KARACHI: Foreign exchange reserves of the country declined by $79.3 million to $11.922 billion in the week ending October 8, said a statement issued by the State Bank of Pakistan (SBP) Thursday.

During the week, reserves held by the SBP went down by $80.7 million to $9.406 billion this week compared to $9.487 billion a week ago. During the same period, net foreign reserves held by the banks (other than SBP) increased by $1.4 million to $2.516 billion from $2.514 billion. staff report



http://www.dailytimes.com.pk/default.asp?p...-10-2005_pg5_14
 
Pakistan's foreign exchange reserves slip to $11.7b

KARACHI, Oct 22 : The liquid foreign exchange reserves of Pakistan, which, on October 8, 2005, slipped to below $12 billion mark for the first time in the last 13 months since September 2004, continued their downward slide in the following week to stand at $11.7 billion on October 15, 2005, according to latest statistics released by the State Bank of Pakistan (SBP).

It may be recalled that earlier on liquid foreign exchange had reached the coveted $13 billion mark on April 30, 2005 after hovering around $13 billion in April. Over $1 billion loss in reserves since then has been ascribed to the ever-widening trade gap under a liberalised trade regime.

Analysts are of the view that an inflated import bill was necessitated to meet the corporate sector's restructuring requirements by acquiring the latest and state-of-the-art machinery from abroad especially to modernise the textile sector - the life - line of the country's export sector.

The unprecedented rise in international petroleum prices in the last six months or so were also responsible for the sharp depletion of forex reserves especially with the SBP, which continued financing directly the entire oil import bills, they added.

▶ **PARTS OF THE EXERCISE**
**1.** Copy word for word the passage of the text on Pakistan's foreign exchange reserves that begins at the words "KARACHI, Oct 22" and stops after the words "liberalised trade regime.".
**2.** In the text on Pakistan's foreign exchange reserves, on what date did liquid foreign exchange reach the $13 billion mark?
**3.** Write what comes next in the text on Pakistan's foreign exchange reserves, starting after its final sentence.

▶ **ENTRIES SHOWN**
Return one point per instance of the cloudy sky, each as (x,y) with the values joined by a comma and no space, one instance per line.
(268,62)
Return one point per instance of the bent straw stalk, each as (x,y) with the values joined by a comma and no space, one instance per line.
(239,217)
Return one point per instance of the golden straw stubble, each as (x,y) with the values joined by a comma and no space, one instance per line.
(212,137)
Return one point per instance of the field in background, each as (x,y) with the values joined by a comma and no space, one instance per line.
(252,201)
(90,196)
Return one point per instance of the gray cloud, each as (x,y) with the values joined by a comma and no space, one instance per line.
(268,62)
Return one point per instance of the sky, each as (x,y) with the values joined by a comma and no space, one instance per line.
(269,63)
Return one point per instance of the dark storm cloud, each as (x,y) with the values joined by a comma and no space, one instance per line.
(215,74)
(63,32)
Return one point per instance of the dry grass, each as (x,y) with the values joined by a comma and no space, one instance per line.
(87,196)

▶ **RESPONSES TO THE EXERCISE**
**1.**
KARACHI, Oct 22 : The liquid foreign exchange reserves of Pakistan, which, on October 8, 2005, slipped to below $12 billion mark for the first time in the last 13 months since September 2004, continued their downward slide in the following week to stand at $11.7 billion on October 15, 2005, according to latest statistics released by the State Bank of Pakistan (SBP).

It may be recalled that earlier on liquid foreign exchange had reached the coveted $13 billion mark on April 30, 2005 after hovering around $13 billion in April. Over $1 billion loss in reserves since then has been ascribed to the ever-widening trade gap under a liberalised trade regime.

**2.** April 30, 2005

**3.**
The forex reserves may bounce back to the $12 billion mark in the coming weeks as more earthquake assistance is credited with the State Bank, and the country starts receiving enhanced expatriate remittances to finance their quake-hit relatives.
 
Musharraf said Pak need $5b for earthquake relief. Reserves kiss din kaam aenge? Use them.
 
Originally posted by Srirangan@Oct 23 2005, 09:26 AM
Musharraf said Pak need $5b for earthquake relief. Reserves kiss din kaam aenge? Use them.
[post=1154]Quoted post[/post]​

When the money is coming let it come. :victory:

Ain't i right? Or you have a different opinion about this?

I have heard indians calling us that in the earth quake days, "hum Pakistanis loag bheek mangraha hain?" Is that what every indian thinks or is it a different class more childish and anti...?
 
Using Reserves for domestic infrastructure projects sounds intuitive, elegant and without apparent drawbacks. Even though it goes against Orthodox economic policy you are not the first to suggest it. The Howard educated Economist, Manhoman Singh proposed using India's foreign exchange reserves to upgrade the pathetic state of India's export infrastruture (Roads from farms and Factories to Airports and Ports, The airports and Ports themselves and Electricity and Communication)

Why did Manhoman Singh propose such a thing?? It comes to a suprisingly simple fact, one must believe that a country is holding excess reserves in the first place. For e.g. if you had ten million dollars and had the choice between factories giving 20% return and a bank giving 5% return we would invest 9.5m in Factories and 0.5m keep in the bank for our day to day livings and unforseen circumstances. If you wish to utilise Foreign reserves you must argue that the nation is holding on to too much of it and hence surfering large opportunity cost.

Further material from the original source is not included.